Your assignment
What is the number of lines in the entries below that include the word "seat"? Provide the number only.

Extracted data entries
━━━━━━
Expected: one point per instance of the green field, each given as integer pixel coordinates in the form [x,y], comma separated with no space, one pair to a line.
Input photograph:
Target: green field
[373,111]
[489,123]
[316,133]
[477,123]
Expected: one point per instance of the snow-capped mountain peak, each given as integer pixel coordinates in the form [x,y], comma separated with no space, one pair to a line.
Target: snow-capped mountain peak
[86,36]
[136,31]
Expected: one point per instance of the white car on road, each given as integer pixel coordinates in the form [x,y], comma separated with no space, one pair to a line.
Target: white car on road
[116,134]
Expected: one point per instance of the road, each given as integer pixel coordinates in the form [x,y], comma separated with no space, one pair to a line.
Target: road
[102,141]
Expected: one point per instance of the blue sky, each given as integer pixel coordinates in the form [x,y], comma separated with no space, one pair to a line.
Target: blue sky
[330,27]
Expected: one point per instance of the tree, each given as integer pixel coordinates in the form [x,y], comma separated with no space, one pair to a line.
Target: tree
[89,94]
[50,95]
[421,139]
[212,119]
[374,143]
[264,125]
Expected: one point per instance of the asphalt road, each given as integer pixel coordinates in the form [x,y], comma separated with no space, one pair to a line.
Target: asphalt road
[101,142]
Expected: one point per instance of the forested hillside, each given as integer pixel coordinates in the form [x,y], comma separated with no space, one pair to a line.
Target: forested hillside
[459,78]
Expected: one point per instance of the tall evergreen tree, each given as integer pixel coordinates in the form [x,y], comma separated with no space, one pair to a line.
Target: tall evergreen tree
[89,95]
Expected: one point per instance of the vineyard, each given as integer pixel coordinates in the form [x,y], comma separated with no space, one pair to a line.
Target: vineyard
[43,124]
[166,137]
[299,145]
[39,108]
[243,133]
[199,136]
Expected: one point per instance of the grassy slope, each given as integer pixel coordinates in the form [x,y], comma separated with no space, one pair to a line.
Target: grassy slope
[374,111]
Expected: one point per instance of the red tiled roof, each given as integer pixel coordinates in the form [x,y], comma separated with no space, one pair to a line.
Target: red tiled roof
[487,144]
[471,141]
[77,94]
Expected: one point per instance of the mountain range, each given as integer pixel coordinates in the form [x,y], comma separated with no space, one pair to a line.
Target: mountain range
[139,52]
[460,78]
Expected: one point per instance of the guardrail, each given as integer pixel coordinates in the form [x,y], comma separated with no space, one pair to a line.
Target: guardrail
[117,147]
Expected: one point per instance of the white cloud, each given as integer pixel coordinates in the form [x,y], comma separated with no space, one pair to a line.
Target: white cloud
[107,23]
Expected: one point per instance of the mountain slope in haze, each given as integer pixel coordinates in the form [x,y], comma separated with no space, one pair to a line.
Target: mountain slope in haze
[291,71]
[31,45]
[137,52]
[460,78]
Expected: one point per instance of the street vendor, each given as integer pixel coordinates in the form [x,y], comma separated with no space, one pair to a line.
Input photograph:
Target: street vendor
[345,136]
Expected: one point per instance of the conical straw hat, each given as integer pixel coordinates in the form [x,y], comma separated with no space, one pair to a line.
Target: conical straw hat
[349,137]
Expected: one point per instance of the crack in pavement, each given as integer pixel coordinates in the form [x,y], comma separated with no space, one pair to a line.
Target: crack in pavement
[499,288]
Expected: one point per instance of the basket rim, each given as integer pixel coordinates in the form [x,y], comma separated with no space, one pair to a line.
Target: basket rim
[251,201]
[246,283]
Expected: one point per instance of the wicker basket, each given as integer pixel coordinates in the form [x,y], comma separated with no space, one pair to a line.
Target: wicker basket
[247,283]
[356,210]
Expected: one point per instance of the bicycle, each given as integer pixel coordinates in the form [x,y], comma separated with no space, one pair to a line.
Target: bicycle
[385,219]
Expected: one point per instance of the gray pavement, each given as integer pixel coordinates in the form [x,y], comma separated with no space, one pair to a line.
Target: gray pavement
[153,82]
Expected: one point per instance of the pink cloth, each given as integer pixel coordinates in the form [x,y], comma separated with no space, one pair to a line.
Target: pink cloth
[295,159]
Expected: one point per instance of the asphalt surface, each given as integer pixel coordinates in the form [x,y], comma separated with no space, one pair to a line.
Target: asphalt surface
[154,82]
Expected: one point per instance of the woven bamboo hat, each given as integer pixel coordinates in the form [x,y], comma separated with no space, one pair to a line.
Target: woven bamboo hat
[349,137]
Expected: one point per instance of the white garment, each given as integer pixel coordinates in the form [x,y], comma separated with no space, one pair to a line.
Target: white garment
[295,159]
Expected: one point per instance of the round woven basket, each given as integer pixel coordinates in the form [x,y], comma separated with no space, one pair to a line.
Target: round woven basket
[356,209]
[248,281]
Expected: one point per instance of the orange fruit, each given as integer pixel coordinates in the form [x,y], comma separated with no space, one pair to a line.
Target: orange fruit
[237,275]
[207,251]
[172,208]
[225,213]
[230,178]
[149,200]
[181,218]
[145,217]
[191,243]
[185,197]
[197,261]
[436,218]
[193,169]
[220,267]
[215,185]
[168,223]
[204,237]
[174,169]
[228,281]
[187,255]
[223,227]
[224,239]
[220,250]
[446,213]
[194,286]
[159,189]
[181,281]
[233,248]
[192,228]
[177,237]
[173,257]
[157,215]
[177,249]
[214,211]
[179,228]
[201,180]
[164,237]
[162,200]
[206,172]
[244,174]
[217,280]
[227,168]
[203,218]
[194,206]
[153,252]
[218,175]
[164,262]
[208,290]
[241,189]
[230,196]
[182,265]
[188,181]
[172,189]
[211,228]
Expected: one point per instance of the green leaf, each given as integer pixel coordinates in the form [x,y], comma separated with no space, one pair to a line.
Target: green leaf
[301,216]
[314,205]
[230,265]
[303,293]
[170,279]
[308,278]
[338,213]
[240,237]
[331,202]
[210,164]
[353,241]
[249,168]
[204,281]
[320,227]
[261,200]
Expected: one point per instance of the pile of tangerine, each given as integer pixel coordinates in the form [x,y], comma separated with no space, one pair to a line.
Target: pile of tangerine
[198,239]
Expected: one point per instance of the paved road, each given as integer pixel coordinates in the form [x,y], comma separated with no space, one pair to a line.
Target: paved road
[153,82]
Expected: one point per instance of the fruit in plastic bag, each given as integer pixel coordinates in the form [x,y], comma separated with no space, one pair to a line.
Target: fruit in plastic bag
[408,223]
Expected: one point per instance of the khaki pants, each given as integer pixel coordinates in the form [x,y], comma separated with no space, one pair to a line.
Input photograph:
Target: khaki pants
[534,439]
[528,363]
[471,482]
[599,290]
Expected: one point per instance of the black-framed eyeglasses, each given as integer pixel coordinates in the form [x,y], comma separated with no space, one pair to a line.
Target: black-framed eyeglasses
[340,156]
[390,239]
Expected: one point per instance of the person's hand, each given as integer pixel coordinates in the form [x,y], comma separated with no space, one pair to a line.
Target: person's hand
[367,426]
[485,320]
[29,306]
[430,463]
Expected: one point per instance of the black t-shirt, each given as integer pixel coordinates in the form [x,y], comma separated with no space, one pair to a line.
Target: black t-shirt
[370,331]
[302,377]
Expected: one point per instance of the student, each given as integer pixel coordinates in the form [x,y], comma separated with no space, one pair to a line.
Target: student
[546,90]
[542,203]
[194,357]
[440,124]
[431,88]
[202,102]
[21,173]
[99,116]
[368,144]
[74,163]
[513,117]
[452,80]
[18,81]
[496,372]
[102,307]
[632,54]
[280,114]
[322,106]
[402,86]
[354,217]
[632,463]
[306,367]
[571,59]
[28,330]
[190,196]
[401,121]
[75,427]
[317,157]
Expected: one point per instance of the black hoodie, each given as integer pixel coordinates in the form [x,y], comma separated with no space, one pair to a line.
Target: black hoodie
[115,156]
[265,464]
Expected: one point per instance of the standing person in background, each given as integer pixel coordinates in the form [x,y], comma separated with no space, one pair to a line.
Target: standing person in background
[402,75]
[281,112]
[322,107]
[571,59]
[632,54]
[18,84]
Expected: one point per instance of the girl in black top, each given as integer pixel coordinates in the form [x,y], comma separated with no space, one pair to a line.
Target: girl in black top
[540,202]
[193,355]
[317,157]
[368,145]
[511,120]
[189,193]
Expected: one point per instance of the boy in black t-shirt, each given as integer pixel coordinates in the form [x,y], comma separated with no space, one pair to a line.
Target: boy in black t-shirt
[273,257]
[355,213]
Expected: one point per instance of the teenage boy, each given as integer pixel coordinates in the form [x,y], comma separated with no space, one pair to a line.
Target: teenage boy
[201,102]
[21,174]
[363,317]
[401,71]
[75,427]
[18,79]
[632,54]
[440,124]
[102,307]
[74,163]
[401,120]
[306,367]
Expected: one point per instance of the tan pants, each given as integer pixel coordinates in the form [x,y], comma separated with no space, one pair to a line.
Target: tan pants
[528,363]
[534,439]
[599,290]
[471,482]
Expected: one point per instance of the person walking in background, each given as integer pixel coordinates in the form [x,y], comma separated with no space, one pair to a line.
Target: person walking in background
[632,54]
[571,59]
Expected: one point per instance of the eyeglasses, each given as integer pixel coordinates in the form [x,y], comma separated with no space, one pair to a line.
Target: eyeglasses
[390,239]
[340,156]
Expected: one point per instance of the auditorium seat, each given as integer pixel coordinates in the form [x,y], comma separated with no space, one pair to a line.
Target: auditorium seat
━━━━━━
Solution for this problem
2